YOUR INSTRUCTIONS:
The required output is the exact run of lines below that opens at the line with "Target: paved path" and closes at the line with "of the sun.".
-------- RECORD SET
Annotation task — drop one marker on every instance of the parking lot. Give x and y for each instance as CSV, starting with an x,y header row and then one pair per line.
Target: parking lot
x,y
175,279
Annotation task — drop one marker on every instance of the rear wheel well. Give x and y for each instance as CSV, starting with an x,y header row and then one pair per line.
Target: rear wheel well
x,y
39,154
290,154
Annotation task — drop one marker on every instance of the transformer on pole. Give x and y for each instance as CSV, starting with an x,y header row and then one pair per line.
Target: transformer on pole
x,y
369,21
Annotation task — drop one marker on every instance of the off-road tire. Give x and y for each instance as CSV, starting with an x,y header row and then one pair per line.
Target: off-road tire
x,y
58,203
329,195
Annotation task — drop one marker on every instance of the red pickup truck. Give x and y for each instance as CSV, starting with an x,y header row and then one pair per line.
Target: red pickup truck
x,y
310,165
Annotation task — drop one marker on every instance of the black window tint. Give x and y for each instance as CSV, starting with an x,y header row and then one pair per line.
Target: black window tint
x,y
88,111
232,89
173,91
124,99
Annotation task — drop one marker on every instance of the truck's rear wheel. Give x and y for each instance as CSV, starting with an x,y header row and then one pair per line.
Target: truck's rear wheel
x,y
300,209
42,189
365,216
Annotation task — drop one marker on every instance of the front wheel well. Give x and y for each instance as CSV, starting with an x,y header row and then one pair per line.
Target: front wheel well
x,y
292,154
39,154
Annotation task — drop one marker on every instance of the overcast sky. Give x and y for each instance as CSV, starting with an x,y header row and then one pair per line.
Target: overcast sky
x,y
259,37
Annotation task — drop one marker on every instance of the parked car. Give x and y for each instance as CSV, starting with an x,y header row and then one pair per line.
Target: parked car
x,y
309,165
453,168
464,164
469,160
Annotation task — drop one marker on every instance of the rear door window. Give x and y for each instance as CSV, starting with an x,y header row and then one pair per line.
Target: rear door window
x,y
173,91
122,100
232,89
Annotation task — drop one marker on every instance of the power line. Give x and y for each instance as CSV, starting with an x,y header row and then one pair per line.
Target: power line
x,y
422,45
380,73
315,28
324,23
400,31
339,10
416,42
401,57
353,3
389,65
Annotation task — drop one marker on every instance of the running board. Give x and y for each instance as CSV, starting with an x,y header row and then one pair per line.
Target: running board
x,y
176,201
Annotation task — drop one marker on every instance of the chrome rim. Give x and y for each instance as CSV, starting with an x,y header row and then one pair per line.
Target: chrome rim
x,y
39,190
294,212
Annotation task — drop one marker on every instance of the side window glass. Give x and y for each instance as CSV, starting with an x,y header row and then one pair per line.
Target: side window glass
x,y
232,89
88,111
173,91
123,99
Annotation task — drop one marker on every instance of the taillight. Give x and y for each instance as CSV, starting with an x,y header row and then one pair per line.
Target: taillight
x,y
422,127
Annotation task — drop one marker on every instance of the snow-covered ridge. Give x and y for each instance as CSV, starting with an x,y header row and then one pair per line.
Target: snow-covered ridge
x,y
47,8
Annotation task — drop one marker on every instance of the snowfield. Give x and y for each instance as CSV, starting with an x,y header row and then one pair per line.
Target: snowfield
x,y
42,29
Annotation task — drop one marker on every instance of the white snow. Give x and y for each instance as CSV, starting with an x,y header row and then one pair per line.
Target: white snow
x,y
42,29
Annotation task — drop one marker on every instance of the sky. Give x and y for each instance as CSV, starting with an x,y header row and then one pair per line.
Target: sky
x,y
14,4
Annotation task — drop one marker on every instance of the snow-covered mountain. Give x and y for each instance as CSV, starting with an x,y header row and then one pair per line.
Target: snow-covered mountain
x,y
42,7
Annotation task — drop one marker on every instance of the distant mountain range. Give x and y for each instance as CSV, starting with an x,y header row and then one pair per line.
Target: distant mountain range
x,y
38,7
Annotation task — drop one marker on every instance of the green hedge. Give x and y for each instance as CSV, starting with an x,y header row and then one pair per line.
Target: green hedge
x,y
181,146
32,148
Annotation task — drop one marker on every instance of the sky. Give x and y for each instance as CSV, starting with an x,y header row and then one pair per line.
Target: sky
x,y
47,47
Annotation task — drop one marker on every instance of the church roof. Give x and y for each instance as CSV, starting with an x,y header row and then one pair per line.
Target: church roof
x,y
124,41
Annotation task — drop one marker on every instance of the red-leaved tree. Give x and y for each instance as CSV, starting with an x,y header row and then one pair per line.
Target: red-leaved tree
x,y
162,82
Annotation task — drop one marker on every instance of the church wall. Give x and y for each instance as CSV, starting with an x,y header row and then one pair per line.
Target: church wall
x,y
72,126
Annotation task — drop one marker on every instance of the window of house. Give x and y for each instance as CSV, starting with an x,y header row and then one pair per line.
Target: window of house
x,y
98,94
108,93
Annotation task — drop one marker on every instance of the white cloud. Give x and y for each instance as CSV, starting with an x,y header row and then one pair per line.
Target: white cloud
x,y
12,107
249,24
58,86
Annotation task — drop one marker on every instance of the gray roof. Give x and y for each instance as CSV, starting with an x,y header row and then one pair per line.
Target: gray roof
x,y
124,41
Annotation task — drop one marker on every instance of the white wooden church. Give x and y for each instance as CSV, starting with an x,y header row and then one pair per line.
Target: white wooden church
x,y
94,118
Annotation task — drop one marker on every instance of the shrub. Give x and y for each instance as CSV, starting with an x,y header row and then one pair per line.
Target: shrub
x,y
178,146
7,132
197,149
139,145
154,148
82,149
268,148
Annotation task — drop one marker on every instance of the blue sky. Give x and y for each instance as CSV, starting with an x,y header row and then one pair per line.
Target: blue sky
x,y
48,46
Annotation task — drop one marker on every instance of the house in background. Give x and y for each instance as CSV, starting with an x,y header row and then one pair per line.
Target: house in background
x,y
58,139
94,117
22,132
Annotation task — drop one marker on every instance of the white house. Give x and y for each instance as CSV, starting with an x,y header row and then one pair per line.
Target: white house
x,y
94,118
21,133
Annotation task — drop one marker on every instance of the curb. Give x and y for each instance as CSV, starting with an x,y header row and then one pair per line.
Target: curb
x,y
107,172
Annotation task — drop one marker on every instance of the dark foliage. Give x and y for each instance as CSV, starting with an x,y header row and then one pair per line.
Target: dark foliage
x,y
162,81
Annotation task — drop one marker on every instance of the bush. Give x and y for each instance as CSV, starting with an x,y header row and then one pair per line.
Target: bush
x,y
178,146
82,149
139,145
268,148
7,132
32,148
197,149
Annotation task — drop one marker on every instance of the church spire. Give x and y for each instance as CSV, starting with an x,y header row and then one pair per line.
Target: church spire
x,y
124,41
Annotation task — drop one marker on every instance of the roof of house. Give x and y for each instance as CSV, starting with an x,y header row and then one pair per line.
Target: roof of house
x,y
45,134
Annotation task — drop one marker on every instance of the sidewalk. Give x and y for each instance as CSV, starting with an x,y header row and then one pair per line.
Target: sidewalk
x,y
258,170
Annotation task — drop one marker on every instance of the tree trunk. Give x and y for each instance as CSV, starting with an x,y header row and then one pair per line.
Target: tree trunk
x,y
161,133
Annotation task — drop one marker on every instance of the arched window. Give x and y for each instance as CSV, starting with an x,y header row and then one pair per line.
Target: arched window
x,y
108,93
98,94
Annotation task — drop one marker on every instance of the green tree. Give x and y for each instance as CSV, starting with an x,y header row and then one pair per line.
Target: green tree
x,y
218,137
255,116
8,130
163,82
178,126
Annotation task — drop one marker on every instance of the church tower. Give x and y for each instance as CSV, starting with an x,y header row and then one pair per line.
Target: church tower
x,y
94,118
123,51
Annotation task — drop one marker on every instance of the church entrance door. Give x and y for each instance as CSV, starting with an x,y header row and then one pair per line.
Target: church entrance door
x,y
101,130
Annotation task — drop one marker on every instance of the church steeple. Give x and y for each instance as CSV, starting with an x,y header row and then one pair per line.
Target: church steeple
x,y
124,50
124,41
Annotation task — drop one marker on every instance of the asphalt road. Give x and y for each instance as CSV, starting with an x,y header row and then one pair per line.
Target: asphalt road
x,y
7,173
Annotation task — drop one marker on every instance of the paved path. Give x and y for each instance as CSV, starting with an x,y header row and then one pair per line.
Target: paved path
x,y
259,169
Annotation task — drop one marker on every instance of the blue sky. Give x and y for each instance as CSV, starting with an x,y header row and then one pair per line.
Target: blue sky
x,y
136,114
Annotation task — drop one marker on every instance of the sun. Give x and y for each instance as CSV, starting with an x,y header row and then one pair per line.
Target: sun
----------------
ANSWER AREA:
Target: paved path
x,y
259,169
Annotation task — drop one marker on every instance of the blue sky. Give x and y for each instance as CSV, starting with an x,y header row and then one pair per line.
Target: blue sky
x,y
136,114
Annotation task — drop one marker on every instance of the sun. Give x and y for each instance as CSV, starting with an x,y header row and then one pair per line.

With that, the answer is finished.